**Aim:** Extract every line of the records below that contains the string "dark", and copy each one out in full. Treat uppercase and lowercase as different.
[start of Data lines]
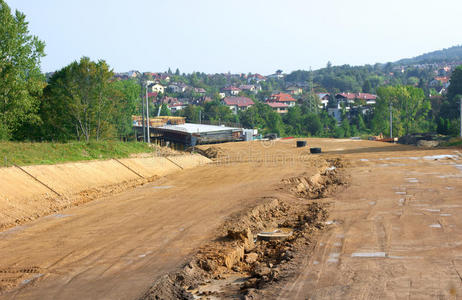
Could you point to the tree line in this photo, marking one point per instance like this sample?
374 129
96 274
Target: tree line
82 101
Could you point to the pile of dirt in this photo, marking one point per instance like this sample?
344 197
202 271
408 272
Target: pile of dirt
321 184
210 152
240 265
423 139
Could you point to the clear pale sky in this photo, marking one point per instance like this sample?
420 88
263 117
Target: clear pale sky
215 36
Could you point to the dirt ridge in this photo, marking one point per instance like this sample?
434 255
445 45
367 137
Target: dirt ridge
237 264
[end of Data lines]
[start of Data lines]
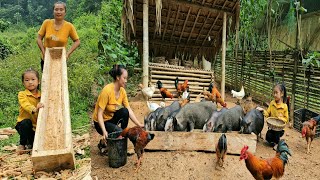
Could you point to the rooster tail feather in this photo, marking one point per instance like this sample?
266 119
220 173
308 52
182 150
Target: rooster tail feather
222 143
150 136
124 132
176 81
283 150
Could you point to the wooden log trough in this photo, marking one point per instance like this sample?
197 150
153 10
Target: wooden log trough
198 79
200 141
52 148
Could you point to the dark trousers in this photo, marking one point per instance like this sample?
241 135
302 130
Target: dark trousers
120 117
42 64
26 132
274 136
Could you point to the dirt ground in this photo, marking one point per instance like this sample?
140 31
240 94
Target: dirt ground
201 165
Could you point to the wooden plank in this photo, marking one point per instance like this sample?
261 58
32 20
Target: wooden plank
[end of Data lines]
**Written answer:**
Could you point to the dark trousers in this photo, marking one point per instance like this sample?
Target: dark trousers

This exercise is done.